• **Text segment**
------------
Pandas comes with the merge()
function where you can merge dataSetA to dataSetB using
mergedData = dataSetA.merge(dataSetB,
left_on='Key', right_on='Key', how='method')
we want to keep only the data where each data-set successfully finds its ‘partner’ in the other data set, this is an inner-join, so we can set how='inner'
.
Since we merge on the index, we don’t have to specify the *_on
inputs, but instead set *_index=True
.
Before we proceed though - each of our data set’s main variables have the same variable name, value
, lets change these to something meaningful
unemployment.rename(columns={'value': 'unemployment_rate'},
inplace=True)
qty_employment.rename(columns={'value': 'qty_employed'},
inplace=True)
qty_unemployment.rename(columns={'value': 'qty_unemployed'},
inplace=True)
labor_force.rename(columns={'value': 'labour_force'},
inplace=True)
merged_data = unemployment.merge(qty_unemployment,
left_index = True,
right_index = True,
how='inner')
merged_data.head()
------------
Object outline annotations:
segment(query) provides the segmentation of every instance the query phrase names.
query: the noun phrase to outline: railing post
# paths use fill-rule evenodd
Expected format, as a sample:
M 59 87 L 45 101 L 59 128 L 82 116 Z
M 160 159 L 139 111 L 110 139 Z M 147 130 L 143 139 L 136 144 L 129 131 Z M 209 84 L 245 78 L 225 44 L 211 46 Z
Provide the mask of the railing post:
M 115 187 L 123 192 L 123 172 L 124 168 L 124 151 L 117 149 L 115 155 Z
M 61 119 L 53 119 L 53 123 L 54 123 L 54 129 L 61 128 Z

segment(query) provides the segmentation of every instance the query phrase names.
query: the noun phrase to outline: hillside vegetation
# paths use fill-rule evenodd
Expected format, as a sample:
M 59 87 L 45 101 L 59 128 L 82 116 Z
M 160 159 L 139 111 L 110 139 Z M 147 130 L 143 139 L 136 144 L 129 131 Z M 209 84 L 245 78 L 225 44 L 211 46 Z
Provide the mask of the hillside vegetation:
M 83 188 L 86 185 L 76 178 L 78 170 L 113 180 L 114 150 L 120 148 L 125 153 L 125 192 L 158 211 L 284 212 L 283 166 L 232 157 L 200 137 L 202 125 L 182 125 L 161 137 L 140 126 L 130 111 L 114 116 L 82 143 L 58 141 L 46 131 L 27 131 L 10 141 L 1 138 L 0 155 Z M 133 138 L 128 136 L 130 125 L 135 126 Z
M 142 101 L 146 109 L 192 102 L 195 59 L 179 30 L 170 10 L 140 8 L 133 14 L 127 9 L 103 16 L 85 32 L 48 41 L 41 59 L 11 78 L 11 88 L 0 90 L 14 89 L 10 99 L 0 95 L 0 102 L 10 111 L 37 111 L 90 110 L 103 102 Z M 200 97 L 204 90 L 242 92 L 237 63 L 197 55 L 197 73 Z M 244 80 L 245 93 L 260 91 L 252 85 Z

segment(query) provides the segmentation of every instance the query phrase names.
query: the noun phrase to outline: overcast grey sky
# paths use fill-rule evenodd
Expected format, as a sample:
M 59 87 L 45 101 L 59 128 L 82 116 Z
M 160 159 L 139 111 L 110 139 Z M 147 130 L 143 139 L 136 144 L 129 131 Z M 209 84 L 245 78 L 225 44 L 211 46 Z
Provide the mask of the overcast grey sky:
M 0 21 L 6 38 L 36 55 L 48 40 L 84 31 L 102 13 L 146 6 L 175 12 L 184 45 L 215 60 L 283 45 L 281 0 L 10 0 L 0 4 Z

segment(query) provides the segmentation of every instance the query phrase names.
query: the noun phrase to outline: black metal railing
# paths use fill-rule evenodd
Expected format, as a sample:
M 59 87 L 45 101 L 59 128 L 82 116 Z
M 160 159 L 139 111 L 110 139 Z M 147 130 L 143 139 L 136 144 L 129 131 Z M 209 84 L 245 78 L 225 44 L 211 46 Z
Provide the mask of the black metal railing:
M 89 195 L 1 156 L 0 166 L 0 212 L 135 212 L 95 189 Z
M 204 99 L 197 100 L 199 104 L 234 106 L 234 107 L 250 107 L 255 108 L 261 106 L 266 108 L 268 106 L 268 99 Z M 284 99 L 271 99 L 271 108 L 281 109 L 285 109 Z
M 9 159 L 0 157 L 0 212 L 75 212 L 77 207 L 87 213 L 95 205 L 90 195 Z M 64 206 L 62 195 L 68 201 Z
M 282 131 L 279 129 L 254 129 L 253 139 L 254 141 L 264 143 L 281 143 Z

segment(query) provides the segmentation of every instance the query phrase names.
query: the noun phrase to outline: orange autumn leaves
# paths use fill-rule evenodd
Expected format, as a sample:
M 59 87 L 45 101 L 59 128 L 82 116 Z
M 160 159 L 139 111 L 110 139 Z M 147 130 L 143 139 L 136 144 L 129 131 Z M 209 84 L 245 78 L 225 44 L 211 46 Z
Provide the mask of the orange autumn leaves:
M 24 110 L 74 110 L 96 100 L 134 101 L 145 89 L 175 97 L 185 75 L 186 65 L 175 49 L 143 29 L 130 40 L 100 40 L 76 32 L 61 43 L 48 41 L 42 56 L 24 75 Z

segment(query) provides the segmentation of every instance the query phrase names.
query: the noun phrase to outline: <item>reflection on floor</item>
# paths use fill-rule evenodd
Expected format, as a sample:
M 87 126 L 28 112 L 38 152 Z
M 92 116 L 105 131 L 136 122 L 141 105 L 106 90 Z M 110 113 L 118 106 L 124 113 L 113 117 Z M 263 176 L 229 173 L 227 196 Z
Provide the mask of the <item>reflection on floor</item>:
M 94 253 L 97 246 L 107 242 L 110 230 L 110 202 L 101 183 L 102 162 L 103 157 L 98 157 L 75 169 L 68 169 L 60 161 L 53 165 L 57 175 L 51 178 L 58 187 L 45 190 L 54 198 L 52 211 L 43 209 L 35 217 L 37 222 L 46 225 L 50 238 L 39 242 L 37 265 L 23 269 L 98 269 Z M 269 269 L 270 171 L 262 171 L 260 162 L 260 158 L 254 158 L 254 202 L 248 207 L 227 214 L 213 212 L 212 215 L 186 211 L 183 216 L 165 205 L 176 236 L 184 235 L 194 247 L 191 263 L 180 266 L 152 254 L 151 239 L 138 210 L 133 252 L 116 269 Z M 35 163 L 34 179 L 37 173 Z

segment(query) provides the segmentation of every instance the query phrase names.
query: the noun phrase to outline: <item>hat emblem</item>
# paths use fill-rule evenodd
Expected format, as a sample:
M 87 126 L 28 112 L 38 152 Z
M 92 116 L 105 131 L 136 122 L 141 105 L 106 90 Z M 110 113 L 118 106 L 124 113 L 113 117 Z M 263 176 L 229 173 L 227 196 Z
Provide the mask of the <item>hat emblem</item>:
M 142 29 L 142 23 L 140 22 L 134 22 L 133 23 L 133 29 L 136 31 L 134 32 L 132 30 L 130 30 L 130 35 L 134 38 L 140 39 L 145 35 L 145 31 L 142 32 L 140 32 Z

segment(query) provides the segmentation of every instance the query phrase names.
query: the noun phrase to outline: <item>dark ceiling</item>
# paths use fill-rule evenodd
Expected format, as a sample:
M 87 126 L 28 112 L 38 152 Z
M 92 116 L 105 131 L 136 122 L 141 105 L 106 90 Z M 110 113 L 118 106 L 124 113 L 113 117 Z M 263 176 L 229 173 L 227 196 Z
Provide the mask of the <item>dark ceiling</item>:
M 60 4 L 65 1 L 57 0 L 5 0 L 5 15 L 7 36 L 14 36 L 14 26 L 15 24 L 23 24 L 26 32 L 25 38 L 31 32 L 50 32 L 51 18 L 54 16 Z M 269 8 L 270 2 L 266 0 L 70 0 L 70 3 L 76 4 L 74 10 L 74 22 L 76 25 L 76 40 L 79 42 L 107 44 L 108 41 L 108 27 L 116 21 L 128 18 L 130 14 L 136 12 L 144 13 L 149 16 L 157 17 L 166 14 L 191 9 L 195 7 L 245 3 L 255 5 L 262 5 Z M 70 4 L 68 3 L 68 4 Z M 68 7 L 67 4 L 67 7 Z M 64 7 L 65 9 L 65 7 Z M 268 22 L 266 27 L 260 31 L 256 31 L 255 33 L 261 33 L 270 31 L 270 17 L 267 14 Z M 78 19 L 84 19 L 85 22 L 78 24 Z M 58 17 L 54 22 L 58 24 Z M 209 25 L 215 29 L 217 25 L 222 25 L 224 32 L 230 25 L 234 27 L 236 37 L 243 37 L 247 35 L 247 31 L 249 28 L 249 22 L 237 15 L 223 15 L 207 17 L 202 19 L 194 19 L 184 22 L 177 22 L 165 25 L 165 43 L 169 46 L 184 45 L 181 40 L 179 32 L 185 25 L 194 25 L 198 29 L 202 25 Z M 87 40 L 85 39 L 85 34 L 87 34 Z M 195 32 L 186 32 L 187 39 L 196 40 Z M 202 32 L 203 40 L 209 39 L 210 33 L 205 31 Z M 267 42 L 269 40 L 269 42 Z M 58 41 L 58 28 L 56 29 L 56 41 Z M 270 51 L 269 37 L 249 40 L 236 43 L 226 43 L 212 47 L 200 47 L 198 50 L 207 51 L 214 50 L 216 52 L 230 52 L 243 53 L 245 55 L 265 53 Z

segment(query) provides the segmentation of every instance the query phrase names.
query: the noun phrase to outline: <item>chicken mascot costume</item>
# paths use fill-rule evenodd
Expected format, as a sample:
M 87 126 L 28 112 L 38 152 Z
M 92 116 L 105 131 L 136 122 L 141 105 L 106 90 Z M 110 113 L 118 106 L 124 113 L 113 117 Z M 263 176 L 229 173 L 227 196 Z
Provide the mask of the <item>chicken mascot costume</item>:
------------
• **What you will do**
1 – In the pandas merge text, which value of `how` gives the join that keeps only rows finding a partner in the other data set?
2 – Continue the pandas merge text after its last line of code.

• **The answers**
1 – `how='inner'`, which makes it an inner join.

2 –
unemployment_rate | qty_unemployed | |||
---|---|---|---|---|
state | period | year | ||
New Hampshire | M12 | 2016 | 2.5 | 18907 |
M11 | 2016 | 2.6 | 19573 | |
M10 | 2016 | 2.5 | 18430 | |
M09 | 2016 | 2.6 | 19415 | |
M08 | 2016 | 2.8 | 20933 |
Challenge¶
Merge the remaining labour force data together so that we end up with one data set
merged_data
Save
merged_data
to a fileout_data/state_labour_statistics.csv
Solution¶
merged_data = merged_data.merge(qty_employment,
left_index = True,
right_index = True,
how='inner')
merged_data = merged_data.merge(labor_force,
left_index = True,
right_index = True,
how='inner')
assert merged_data.shape[0] == 52 * 17 * 12
merged_data.to_csv('out_data/state_labour_statistics.csv')